Aim of the task: Lines before the one containing "Target: military aircraft fuselage" are left out; return that line and every line after it exactly, through the end of the data below.

[Given data — start]

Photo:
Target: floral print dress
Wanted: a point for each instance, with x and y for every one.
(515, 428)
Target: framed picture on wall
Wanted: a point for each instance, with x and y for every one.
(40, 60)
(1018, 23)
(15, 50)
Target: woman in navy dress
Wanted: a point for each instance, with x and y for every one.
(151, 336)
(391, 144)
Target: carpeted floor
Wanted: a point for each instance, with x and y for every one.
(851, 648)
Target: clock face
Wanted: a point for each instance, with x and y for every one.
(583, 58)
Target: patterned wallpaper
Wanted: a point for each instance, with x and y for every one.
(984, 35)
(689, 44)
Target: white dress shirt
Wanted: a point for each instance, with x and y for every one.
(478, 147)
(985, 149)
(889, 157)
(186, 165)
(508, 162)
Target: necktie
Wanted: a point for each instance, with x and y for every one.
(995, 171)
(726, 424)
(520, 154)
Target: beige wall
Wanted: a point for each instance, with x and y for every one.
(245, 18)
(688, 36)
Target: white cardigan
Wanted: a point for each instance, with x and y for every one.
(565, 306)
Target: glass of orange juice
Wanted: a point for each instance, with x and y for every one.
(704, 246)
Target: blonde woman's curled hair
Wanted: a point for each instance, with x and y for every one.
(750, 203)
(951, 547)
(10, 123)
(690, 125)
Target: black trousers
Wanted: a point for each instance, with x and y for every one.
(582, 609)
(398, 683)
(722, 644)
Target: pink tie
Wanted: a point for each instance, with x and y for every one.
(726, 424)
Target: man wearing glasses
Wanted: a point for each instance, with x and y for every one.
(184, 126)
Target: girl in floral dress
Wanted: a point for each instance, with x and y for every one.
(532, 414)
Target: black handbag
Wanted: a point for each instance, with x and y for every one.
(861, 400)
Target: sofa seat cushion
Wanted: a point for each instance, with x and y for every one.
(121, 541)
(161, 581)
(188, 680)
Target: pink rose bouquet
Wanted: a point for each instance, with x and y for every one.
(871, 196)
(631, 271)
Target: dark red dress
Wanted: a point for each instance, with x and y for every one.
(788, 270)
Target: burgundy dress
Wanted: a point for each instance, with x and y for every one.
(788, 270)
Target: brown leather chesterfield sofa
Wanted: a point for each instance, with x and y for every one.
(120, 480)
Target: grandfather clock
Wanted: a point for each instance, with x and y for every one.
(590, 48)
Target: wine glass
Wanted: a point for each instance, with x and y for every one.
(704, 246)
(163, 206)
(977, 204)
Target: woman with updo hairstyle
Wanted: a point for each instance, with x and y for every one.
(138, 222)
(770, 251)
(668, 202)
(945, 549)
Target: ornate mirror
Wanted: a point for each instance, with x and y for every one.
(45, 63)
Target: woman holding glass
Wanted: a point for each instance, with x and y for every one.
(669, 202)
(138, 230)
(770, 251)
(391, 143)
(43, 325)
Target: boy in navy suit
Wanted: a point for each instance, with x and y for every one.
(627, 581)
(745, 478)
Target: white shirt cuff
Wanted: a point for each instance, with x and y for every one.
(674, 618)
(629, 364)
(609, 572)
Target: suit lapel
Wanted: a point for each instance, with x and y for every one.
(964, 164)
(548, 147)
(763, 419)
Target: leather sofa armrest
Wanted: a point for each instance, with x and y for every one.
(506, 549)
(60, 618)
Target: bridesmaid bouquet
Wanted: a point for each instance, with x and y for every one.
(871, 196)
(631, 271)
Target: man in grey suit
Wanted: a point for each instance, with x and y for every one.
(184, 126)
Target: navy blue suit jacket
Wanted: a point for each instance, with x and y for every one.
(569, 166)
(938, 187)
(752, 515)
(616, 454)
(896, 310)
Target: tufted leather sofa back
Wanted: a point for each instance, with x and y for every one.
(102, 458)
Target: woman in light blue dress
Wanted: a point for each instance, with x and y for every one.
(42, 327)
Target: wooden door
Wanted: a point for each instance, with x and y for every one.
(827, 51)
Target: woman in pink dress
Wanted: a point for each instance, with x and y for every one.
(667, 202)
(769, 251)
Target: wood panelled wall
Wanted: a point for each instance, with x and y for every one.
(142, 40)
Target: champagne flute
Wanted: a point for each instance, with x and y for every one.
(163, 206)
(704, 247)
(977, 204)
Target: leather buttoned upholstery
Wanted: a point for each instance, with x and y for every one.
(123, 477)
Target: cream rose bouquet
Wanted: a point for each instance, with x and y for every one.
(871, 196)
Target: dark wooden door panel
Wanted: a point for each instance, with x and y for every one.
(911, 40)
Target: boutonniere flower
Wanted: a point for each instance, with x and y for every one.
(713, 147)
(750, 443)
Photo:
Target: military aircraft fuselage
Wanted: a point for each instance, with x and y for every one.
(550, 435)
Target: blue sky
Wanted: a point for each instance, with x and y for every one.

[Given data — finish]

Answer for this exercise:
Target: military aircraft fuselage
Wanted: a point for each instance, with x and y for every one.
(550, 435)
Target: blue sky
Wanted: a point for each instance, with x and y for every one.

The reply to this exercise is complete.